(Exercise):
Would you reproduce all of the entries below, character for character?
......
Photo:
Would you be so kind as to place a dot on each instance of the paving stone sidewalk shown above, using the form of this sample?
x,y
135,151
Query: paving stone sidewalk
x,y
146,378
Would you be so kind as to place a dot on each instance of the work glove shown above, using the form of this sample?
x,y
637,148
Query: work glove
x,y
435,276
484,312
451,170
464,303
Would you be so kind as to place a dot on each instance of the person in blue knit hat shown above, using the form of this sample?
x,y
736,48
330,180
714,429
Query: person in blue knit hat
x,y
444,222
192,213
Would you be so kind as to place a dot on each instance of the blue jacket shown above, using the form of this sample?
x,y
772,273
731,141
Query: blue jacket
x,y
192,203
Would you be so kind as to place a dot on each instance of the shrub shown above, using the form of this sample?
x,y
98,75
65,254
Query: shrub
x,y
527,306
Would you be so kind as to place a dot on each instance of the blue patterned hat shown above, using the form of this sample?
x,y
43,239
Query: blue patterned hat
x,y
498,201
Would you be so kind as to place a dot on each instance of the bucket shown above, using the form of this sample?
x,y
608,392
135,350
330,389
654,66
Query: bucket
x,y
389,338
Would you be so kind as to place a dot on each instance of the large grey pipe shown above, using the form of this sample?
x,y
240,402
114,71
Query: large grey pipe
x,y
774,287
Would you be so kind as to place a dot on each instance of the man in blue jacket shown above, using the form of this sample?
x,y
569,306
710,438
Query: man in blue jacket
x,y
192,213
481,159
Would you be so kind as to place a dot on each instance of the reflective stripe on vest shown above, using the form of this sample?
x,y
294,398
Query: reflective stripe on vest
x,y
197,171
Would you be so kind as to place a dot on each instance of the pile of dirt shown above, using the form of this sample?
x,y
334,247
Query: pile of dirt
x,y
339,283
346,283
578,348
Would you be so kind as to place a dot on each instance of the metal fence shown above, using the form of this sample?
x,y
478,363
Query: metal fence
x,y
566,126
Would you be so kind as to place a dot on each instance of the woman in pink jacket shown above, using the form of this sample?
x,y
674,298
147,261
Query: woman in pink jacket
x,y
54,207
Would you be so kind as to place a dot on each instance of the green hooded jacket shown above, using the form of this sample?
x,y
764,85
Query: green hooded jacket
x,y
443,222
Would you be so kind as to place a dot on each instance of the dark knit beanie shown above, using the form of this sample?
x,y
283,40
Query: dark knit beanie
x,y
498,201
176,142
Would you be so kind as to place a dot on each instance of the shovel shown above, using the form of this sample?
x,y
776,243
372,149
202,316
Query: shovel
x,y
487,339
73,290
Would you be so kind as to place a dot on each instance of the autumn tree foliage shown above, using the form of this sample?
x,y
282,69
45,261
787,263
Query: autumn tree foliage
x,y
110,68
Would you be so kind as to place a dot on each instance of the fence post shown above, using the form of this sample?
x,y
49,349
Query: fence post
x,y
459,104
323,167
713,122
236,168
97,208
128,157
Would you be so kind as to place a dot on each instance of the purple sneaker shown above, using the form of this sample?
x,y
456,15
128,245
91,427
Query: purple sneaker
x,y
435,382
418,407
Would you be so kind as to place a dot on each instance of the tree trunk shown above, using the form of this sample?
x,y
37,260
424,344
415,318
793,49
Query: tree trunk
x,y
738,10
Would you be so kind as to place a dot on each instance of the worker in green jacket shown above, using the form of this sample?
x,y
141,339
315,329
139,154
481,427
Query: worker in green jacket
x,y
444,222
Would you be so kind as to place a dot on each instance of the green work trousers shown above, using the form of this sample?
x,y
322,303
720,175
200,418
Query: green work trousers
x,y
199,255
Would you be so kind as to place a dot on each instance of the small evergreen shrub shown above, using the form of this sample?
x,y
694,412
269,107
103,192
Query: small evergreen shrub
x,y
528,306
......
(Finished exercise):
Photo:
Would you be so kind as to place a dot on each instance of the paving stone sidewalk shown above, using the form of this sample?
x,y
135,151
Query: paving stone sidewalk
x,y
146,378
Would you be so kind as to place a dot on each instance of the work glove shown above, using the form of this sample?
x,y
637,148
Query: work glove
x,y
435,276
484,312
451,170
464,303
Would you be so kind as to place a dot on each instance of the person in blue knit hat shown above, using the form of this sample?
x,y
736,48
330,180
714,429
Query: person in blue knit hat
x,y
444,222
192,213
Would you be so kind as to place a dot on each instance of the blue jacket shown above, using the form of this sample?
x,y
772,273
731,141
Query: blue jacket
x,y
192,203
Would you be so kind as to place a dot on each instance of the shrub shown above, using the form of this sample?
x,y
98,75
65,254
Query: shrub
x,y
527,306
Would you be so kind as to place a dot on each instance of the blue patterned hat shown above, using the form of this sample?
x,y
43,239
Query: blue patterned hat
x,y
498,201
Would you be so kind as to place a dot on each instance of the bucket shown above, using the form of this sample?
x,y
608,392
135,350
330,389
654,66
Query: bucket
x,y
389,338
Would you be so kind as to place a dot on each instance of the large grey pipe shown above, using the form of this sample?
x,y
240,402
114,71
Query: large grey pipe
x,y
774,287
Would you be so kind as to place a dot on each instance of the man in blue jacket shown above, using the form of this sample?
x,y
569,306
710,438
Query: man in blue jacket
x,y
192,213
481,159
Would you be so kind as to place a dot on each instance of the reflective stripe on vest shown above, using the form of this sample?
x,y
294,398
Query: reflective stripe on vest
x,y
197,171
Would you be so kind as to place a dot on each instance of the pile of dirt shown above, using the form of this sample?
x,y
334,247
Query: pile of dirt
x,y
339,283
346,283
578,348
Would you be so kind as to place a dot on each instance of the metal fence shown above, using the form of this sample?
x,y
478,363
Query: metal fence
x,y
566,126
Would you be so kind as to place a dot on each instance of the woman in pink jacket shown above, using the form of this sample?
x,y
674,298
147,261
Query: woman in pink jacket
x,y
54,207
Would you be so kind as to place a dot on each instance of the green hooded jacket shown above, using the form of this sample?
x,y
764,85
Query: green hooded jacket
x,y
443,222
Would you be so kind as to place a dot on each instance of the dark knit beanie shown above, using the form of this sample?
x,y
283,40
Query: dark knit beanie
x,y
498,201
176,142
Would you be so kind as to place a dot on each instance of the shovel shown above, using the form of this sample?
x,y
776,243
372,149
202,316
Query: shovel
x,y
487,339
73,290
Would you be so kind as to place a dot on each instance of the autumn tree foliage shown above, using the form of this sample?
x,y
282,69
45,261
787,263
Query: autumn tree foliage
x,y
110,68
Would you be so kind as to place a dot on each instance of the fence post shown above, using the form of this sample?
x,y
49,349
Query: fence post
x,y
459,104
323,167
713,122
236,168
97,208
128,157
Would you be so kind as to place a dot on each instance of the purple sneaker shown above, using the form of this sample?
x,y
456,15
128,245
91,427
Query: purple sneaker
x,y
435,382
418,407
Would you be so kind as to place a dot on each instance of the tree trunk shown above, using the form of this sample?
x,y
37,260
424,344
415,318
793,49
Query: tree trunk
x,y
738,10
Would you be so kind as to place a dot on each instance of the worker in green jacket shown above, using the form of this sample?
x,y
141,339
315,329
139,154
481,427
Query: worker in green jacket
x,y
444,222
Would you be so kind as to place a dot on each instance of the green work trousers shown above, using the form of this sample?
x,y
322,303
720,175
200,418
Query: green work trousers
x,y
199,255
Would you be so kind as to place a dot on each instance of the small evergreen shrub shown above, using the form of this sample?
x,y
694,412
269,107
103,192
Query: small evergreen shrub
x,y
528,306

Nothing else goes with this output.